In the first edition of CFO Chats, a new column from Bill Bosco of Leasing 101, Bosco outlines how a synthetic or operating lease can be more advantageous for a lessee than a “dollar out” lease.
Bill Bosco, President, Leasing 101
This is a new column for the Monitor and a new approach to Monitor articles. The premise is to present a slice in the life of a leasing sales person, so this column will feature common (yet fictional) conversations between a leasing sales person and their customer, the CFO of a company. These conversations could be formal sales calls or quick phone conversations to see how the customer is
doing, if the CFO is facing and new problems or if there are any new projects that may lead to new business for the lessor.
Since they may only face large financing decisions a few times a year, CFOs don’t usually know the array of leasing products available to them, so sales people need to know how to probe, solve problems and offer the structure that best serves the customer’s needs. So here we go with our first CFO Chat.
LEASING SALES PERSON: Hello. What’s new?
CFO: My tax manager says we were so profitable last year that we used up our net operating loss (NOL) and we will pay federal income taxes this year. We need to add $20 million in IT equipment and I was thinking of drawing on my bank lines to buy the assets since we have room in our line of credit. We should take advantage of bonus MACRS (bonus depreciation), as we can use the tax benefits of ownership of depreciable assets.
LEASING SALES PERSON: Have you considered leasing the IT equipment?
CFO: The IT vendor’s leasing guy is offering a “dollar out” lease where we will basically own the assets once we make all the lease payments. We’ll get the tax benefits of MACRS depreciation, as the “dollar out” lease is a finance lease for tax purposes. In other words, the IRS considers a “dollar out” lease the same as a financed purchase of the assets. It is an alternative that I am considering.
LEASING SALES PERSON: It’s true that the “dollar out” lease will give you tax ownership and 100% financing, but under the Topic 842 lease accounting rules, that structure (a finance lease) will be capitalized on your balance sheet as an asset and debt liability at 100% of the cost of the assets. Also, do you realize that drawing under your bank lines will also result in added debt at 100% of the cost of the asset and that the line of credit is debt and a floating rate loan?
Many feel the Federal Reserve will raise rates again this year. I think you should consider saving room in the line of credit for short-term needs. The added debt will also impact your debt ratios and may impact your debt limit covenants. The added assets will negatively impact measures like return on assets (ROA), return on equity (ROE) and return on invested capital (ROIC).
There are other lease options that will allow you to be the tax owner and should be more attractive from a financial presentation perspective than a borrowing or finance lease and they should not cost you anymore. I do have to ask one other question: Are you measured by EBITDA?
CFO: No, we are focused on ROE and earnings per share.

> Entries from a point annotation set
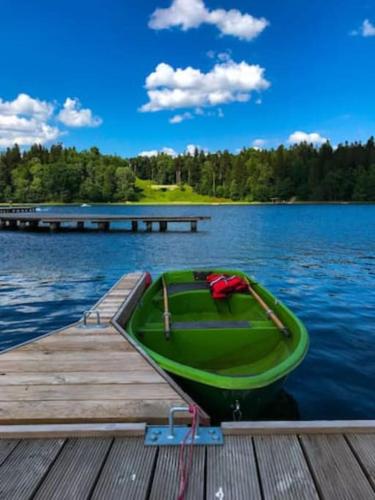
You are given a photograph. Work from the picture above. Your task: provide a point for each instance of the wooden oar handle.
(166, 314)
(280, 325)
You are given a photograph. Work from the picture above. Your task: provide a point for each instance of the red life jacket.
(222, 286)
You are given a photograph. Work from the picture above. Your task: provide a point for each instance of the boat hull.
(221, 404)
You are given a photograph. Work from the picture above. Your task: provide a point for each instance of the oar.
(280, 325)
(167, 314)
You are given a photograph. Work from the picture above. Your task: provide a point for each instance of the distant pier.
(14, 219)
(13, 209)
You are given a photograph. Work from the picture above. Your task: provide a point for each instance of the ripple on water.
(318, 259)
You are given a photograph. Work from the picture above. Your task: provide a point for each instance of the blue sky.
(295, 69)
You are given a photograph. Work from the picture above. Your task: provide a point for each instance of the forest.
(300, 172)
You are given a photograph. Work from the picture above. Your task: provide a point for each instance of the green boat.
(231, 356)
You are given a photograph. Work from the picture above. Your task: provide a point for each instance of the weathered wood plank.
(363, 446)
(166, 479)
(68, 356)
(86, 374)
(154, 410)
(337, 473)
(283, 469)
(6, 448)
(146, 376)
(75, 471)
(132, 361)
(85, 343)
(25, 468)
(35, 431)
(127, 472)
(132, 392)
(298, 427)
(232, 471)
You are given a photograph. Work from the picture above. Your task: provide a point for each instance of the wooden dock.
(87, 373)
(13, 209)
(13, 220)
(309, 465)
(74, 406)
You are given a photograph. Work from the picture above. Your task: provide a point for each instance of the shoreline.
(183, 203)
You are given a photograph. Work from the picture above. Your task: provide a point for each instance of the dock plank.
(232, 471)
(89, 373)
(87, 343)
(337, 473)
(72, 474)
(283, 469)
(126, 392)
(25, 468)
(6, 448)
(67, 378)
(364, 448)
(127, 473)
(166, 479)
(145, 410)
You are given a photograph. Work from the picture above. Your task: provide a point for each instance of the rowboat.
(232, 355)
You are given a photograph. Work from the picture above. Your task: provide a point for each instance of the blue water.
(320, 260)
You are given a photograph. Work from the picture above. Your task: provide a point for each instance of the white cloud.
(366, 29)
(191, 148)
(73, 115)
(311, 138)
(24, 121)
(259, 143)
(180, 118)
(170, 88)
(27, 120)
(156, 152)
(27, 106)
(189, 14)
(169, 151)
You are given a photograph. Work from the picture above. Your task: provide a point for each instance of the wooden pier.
(87, 372)
(80, 222)
(14, 209)
(74, 406)
(308, 465)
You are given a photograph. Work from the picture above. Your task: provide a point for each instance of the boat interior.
(231, 337)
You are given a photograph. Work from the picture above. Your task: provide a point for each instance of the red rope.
(185, 467)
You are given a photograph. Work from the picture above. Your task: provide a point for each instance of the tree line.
(301, 172)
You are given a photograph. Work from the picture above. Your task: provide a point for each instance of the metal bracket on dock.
(174, 435)
(86, 316)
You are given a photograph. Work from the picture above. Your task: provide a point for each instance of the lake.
(318, 259)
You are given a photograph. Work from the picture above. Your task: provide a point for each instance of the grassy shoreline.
(183, 203)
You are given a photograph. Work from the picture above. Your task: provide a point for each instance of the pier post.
(54, 226)
(103, 226)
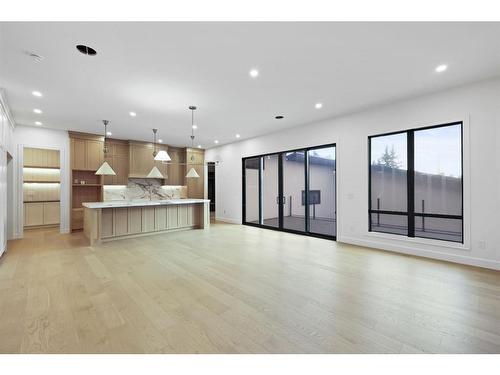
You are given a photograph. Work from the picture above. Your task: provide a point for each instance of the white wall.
(27, 136)
(476, 105)
(6, 128)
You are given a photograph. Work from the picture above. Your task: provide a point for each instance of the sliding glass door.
(293, 191)
(321, 188)
(294, 209)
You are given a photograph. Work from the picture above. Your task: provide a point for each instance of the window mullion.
(410, 182)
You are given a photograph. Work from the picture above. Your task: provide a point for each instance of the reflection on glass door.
(251, 190)
(270, 191)
(293, 190)
(321, 192)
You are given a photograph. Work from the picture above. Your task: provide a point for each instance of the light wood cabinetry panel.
(172, 219)
(51, 213)
(195, 159)
(134, 220)
(160, 218)
(78, 154)
(120, 166)
(148, 219)
(76, 218)
(141, 159)
(94, 150)
(40, 157)
(121, 221)
(33, 214)
(107, 222)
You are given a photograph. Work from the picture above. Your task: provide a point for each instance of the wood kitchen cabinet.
(118, 158)
(86, 151)
(41, 213)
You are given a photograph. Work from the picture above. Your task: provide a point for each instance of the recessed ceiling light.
(86, 50)
(254, 73)
(441, 68)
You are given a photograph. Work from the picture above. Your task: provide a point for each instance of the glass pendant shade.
(162, 155)
(192, 173)
(155, 173)
(105, 170)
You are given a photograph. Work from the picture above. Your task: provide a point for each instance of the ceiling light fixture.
(105, 169)
(254, 73)
(192, 172)
(86, 50)
(441, 68)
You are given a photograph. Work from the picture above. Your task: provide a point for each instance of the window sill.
(419, 241)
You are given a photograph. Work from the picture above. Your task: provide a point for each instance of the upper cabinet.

> Challenges
1/ Please update the leasing column from "CFO: My tax" up to and including "I am considering.", putting "computer equipment" wherever "IT equipment" appears.
2/ Which measures does the leasing column say the added assets will negatively impact?
3/ In the leasing column, what does the CFO say the company is focused on?
The records were taken from a different source than the leasing column.

> Responses to the exercise
1/
CFO: My tax manager says we were so profitable last year that we used up our net operating loss (NOL) and we will pay federal income taxes this year. We need to add $20 million in computer equipment and I was thinking of drawing on my bank lines to buy the assets since we have room in our line of credit. We should take advantage of bonus MACRS (bonus depreciation), as we can use the tax benefits of ownership of depreciable assets.
LEASING SALES PERSON: Have you considered leasing the computer equipment?
CFO: The IT vendor’s leasing guy is offering a “dollar out” lease where we will basically own the assets once we make all the lease payments. We’ll get the tax benefits of MACRS depreciation, as the “dollar out” lease is a finance lease for tax purposes. In other words, the IRS considers a “dollar out” lease the same as a financed purchase of the assets. It is an alternative that I am considering.

2/ Return on assets (ROA), return on equity (ROE) and return on invested capital (ROIC)

3/ ROE and earnings per share